--- begin Dataset content ---
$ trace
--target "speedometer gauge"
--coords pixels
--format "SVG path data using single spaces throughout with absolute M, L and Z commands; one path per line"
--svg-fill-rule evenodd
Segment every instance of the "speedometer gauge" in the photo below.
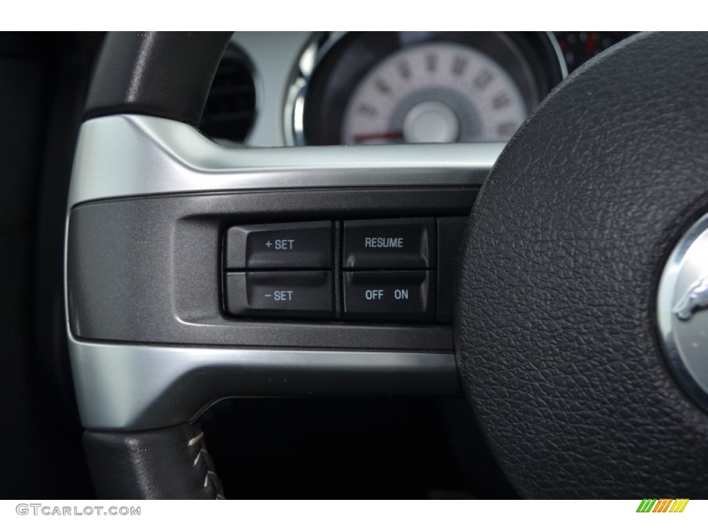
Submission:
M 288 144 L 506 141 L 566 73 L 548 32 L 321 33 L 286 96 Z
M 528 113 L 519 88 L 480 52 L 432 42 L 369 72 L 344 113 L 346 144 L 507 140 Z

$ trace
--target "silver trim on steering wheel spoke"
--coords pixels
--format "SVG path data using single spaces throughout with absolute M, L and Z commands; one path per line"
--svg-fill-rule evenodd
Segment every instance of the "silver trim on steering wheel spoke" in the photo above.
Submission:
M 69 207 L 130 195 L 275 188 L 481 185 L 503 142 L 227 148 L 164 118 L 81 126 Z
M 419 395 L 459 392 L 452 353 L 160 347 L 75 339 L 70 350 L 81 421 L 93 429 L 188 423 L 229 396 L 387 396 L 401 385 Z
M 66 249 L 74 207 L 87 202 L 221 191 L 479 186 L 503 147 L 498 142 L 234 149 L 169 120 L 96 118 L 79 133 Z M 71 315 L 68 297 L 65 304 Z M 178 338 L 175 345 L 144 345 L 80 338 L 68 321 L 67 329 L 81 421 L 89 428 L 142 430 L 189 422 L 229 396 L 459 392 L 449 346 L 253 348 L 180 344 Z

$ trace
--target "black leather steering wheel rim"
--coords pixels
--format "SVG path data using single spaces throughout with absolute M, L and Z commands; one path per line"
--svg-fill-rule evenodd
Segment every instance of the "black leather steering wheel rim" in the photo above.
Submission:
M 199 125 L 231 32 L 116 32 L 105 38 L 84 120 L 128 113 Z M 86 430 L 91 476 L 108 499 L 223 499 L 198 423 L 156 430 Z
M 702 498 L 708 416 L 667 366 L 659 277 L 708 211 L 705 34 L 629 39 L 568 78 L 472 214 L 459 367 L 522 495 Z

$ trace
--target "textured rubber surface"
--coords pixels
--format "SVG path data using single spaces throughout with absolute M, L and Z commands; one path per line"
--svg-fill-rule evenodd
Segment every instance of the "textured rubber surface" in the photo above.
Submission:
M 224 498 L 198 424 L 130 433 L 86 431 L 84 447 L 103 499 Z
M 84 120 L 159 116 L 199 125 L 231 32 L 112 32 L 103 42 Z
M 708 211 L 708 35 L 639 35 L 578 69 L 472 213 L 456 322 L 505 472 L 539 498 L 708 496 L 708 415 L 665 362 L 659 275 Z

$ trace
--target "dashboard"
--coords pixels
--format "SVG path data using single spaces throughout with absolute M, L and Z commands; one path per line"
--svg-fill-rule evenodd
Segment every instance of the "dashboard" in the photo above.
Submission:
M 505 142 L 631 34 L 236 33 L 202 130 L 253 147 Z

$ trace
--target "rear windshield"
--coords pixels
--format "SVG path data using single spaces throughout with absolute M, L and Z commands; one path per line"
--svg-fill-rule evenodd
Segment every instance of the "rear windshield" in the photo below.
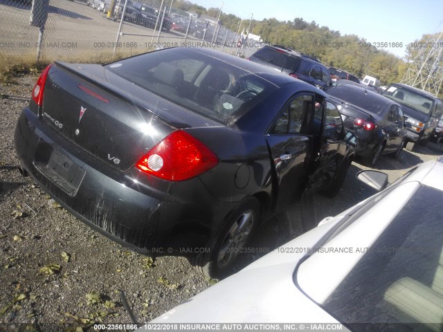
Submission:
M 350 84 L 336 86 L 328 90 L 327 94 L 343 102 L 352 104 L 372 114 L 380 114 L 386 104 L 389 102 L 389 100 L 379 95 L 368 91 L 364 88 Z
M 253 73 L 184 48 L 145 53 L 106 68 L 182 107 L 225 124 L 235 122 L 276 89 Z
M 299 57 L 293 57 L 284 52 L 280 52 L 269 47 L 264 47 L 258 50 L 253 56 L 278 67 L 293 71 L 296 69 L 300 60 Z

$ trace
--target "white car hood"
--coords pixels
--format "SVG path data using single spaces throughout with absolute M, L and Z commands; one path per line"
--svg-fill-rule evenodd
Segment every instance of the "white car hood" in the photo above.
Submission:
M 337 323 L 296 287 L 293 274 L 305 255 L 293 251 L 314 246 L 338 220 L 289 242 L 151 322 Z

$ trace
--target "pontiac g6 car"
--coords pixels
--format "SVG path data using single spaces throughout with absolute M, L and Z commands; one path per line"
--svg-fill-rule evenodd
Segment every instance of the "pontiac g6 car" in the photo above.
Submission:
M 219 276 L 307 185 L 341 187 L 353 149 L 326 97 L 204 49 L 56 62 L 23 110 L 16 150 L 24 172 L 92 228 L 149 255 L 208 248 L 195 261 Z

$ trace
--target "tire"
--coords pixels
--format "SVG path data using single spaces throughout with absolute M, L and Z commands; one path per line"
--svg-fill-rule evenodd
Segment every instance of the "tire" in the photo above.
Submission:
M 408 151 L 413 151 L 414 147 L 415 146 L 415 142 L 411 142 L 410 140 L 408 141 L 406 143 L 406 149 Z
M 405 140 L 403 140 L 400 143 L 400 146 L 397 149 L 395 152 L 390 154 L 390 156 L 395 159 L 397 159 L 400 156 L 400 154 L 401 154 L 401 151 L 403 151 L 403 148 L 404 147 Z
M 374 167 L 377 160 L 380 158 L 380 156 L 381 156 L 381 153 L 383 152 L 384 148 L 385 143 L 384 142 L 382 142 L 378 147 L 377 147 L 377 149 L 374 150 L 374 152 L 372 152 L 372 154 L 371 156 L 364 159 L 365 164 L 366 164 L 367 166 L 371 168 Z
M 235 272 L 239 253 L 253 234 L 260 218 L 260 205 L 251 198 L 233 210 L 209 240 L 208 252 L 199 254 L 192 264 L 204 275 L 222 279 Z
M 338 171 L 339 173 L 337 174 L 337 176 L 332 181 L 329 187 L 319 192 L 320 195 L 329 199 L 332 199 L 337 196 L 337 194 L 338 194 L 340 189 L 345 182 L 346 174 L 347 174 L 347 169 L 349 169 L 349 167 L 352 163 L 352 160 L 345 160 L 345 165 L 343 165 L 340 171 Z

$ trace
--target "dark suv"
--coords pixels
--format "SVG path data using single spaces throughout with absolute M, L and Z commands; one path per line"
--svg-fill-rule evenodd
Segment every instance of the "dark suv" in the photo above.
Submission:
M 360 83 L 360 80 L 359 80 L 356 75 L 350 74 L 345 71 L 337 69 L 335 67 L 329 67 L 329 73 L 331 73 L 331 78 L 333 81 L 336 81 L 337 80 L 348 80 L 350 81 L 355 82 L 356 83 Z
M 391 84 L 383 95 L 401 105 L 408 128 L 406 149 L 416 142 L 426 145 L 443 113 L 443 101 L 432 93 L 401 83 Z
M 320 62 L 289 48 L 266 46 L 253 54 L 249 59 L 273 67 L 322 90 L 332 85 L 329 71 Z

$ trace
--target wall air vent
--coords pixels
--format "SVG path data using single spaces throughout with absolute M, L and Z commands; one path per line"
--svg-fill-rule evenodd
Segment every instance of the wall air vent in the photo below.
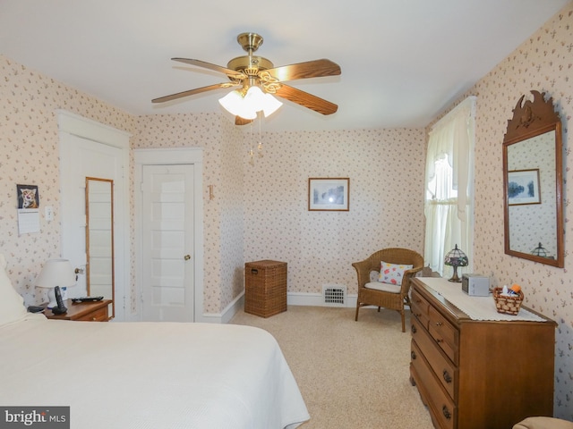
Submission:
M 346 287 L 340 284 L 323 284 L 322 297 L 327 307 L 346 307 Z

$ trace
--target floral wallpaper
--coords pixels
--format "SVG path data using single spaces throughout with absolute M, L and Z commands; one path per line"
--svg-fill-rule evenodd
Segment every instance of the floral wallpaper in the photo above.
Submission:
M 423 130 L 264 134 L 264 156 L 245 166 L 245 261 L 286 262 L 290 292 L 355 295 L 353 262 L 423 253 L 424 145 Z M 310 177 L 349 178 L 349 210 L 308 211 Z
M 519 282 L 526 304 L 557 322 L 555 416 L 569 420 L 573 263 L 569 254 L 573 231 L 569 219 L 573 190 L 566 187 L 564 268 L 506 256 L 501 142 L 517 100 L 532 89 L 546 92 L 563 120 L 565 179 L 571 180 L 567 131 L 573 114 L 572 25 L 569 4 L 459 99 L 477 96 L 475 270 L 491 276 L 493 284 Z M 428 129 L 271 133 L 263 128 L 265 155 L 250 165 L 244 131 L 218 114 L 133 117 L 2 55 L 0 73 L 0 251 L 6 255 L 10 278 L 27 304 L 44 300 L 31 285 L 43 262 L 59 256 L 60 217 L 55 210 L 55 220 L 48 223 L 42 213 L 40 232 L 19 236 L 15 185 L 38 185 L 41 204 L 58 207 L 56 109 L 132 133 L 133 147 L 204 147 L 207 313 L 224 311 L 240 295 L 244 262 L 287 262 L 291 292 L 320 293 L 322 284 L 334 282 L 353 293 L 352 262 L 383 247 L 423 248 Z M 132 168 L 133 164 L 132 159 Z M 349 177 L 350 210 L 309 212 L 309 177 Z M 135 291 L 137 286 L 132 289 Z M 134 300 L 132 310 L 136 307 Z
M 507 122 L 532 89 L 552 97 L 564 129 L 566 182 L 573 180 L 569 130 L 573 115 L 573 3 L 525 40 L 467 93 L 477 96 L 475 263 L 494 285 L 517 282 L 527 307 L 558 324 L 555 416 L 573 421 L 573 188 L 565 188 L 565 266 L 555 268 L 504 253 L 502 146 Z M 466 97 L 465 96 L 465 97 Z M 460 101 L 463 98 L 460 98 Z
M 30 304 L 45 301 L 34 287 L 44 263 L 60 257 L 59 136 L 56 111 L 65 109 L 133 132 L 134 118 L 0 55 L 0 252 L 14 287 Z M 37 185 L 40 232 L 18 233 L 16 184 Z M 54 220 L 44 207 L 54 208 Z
--- end Dataset content ---
• _Aim of the task_:
Put the entries from the beginning through the line containing "M 288 144 L", inclusive, into a JSON list of strings with one string per line. Leave out blank lines and the pictures.

• _Result for this task_:
[
  "$ trace",
  "--target \"speedometer gauge\"",
  "--coords pixels",
  "--format \"SVG path data using single spaces throughout with absolute M, L and Z commands; one path per line\"",
  "--svg-fill-rule evenodd",
  "Segment every instance of the \"speedometer gauge\" in the photo below.",
  "Submission:",
  "M 288 144 L 506 141 L 566 73 L 548 32 L 321 33 L 286 96 Z"
]